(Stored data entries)
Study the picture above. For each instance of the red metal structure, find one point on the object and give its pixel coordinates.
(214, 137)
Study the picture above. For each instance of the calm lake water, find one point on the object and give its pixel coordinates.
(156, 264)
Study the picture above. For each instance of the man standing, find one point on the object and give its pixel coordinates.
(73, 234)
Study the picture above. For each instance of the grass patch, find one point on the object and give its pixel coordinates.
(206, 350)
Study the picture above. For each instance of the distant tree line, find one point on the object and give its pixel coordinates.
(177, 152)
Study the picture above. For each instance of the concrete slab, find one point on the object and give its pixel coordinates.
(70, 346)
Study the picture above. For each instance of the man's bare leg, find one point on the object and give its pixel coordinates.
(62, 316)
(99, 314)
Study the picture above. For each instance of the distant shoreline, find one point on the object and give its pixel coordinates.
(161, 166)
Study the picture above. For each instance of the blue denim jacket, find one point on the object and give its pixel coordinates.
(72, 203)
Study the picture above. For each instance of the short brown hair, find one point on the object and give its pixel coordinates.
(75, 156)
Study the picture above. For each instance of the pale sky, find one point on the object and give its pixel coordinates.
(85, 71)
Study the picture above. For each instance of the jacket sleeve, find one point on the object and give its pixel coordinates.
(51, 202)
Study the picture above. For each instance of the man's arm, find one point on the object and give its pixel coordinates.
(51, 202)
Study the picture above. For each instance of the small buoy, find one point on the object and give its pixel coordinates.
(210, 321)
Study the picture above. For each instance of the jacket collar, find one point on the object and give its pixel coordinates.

## About this task
After reading the data above, print it all again exactly.

## Result
Study the picture above. For each instance of the red metal structure, find one point on the object and give its pixel coordinates.
(214, 137)
Study the picture above. For each instance of the calm lake water, find one point on the object and give its pixel coordinates.
(156, 264)
Study the picture above. For each instance of the man standing, find one point on the object and give its pixel coordinates.
(73, 234)
Study the picture above. For each instance of the grass patch, find one point on the object and give its pixel coordinates.
(206, 350)
Study the picture above. For each instance of the distant tree line, find one point on the object and give its pixel coordinates.
(177, 152)
Study the picture above. For each instance of the concrete slab, find one point on the object and give its pixel coordinates.
(70, 346)
Study the picture above. For each instance of the man's bare leg, find one point on the object and give its pixel coordinates.
(62, 316)
(99, 314)
Study the picture above. For each instance of the distant shoreline, find one point on the object and give its pixel coordinates.
(161, 166)
Study the picture above. For each instance of the blue denim jacket, find one point on the object and give its pixel coordinates.
(72, 203)
Study the picture above. For each instance of the short brown hair, find one point on the object and give its pixel coordinates.
(75, 156)
Study the picture above. For each instance of the pale sky, find one point on the object and give its pixel coordinates.
(85, 71)
Study the picture above. For each instance of the jacket sleeve, find one point on the object and give its pixel coordinates.
(51, 202)
Study the picture above. For each instance of the man's arm, find one point on the object and give its pixel coordinates.
(51, 202)
Study the picture above. For each instance of the small buoy, find one point on the object and give its pixel coordinates.
(210, 321)
Study the picture above. For each instance of the jacket collar, find one point on the object and give its pixel coordinates.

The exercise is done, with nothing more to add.